_Tasks_
(A) Translate this sentence from the passage below about Betsey Edwards' piccolo performance into Spanish: "Edwards, a psychotherapist, studied the flute from fifth grade through college."
(B) Continue the passage below about Betsey Edwards' piccolo performance, picking up right after its final sentence.

Betsey Edwards will perform “Danse des Pierrots” by Ernesto Kohler on piccolo with Sonnichsen on piano. “The piece very expressively depicts a dance between two sad-faced clowns,” said Edwards. “It is very engaging and fun to listen to—which is not always true of solo piccolo pieces,” she said. The piece was originally written for flute, but adapted for piccolo by acclaimed flutist Paula Robison.
Edwards, a psychotherapist, studied the flute from fifth grade through college. She took up the flute again about five years ago when a friend asked her to play at her husband’s funeral. Her own husband was not impressed with her playing and gave her the gift of a complete flute overhaul. “He spent so much money on the overhaul that I had to continue playing,” said Edwards, “and I am glad I did. It is a pleasure to play this piece with Fritz.”

_Extracted information_

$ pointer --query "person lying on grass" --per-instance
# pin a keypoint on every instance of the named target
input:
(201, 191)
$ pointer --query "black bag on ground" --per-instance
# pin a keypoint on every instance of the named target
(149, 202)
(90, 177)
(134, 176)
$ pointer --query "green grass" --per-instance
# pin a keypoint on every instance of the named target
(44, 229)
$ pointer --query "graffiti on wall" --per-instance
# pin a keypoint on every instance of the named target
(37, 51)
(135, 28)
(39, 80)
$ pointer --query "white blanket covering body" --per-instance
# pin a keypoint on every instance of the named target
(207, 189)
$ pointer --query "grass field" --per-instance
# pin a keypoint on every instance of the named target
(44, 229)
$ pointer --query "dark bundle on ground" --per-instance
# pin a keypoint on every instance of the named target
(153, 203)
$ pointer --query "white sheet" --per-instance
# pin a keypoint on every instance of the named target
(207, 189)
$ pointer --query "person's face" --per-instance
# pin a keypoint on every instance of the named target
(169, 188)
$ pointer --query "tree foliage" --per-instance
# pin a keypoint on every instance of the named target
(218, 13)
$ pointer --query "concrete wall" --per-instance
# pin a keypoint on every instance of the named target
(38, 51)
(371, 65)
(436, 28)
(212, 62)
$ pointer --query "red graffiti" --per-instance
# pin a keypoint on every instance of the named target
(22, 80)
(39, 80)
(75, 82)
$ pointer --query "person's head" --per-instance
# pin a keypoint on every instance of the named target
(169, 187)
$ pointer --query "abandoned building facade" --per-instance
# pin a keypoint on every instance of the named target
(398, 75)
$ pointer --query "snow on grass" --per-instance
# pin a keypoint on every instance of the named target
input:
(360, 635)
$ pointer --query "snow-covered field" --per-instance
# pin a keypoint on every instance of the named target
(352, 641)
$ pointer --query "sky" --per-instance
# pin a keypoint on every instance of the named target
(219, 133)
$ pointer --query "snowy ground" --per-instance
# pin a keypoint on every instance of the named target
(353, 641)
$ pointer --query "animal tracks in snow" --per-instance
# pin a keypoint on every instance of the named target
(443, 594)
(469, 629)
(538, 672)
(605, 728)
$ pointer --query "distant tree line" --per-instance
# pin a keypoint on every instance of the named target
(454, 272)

_Outputs for the tasks_
(A) Edwards, psicoterapeuta, estudió flauta desde quinto grado hasta la universidad.

(B)
Stephanie Weaver, pianist and director of Cape Conservatory, will play Three Preludes by George Gershwin. The preludes, examples of 20th-century American classical music as influenced by jazz, were premiered by the composer in New York in 1926.
Sarah Sadler, a vocalist and manager of the Falmouth Chorale, will sing Bach’s “Bist du bei mir,” accompanied by Weaver.
Admission is by donation and the suggested donation is $15 for adults and $5 for students.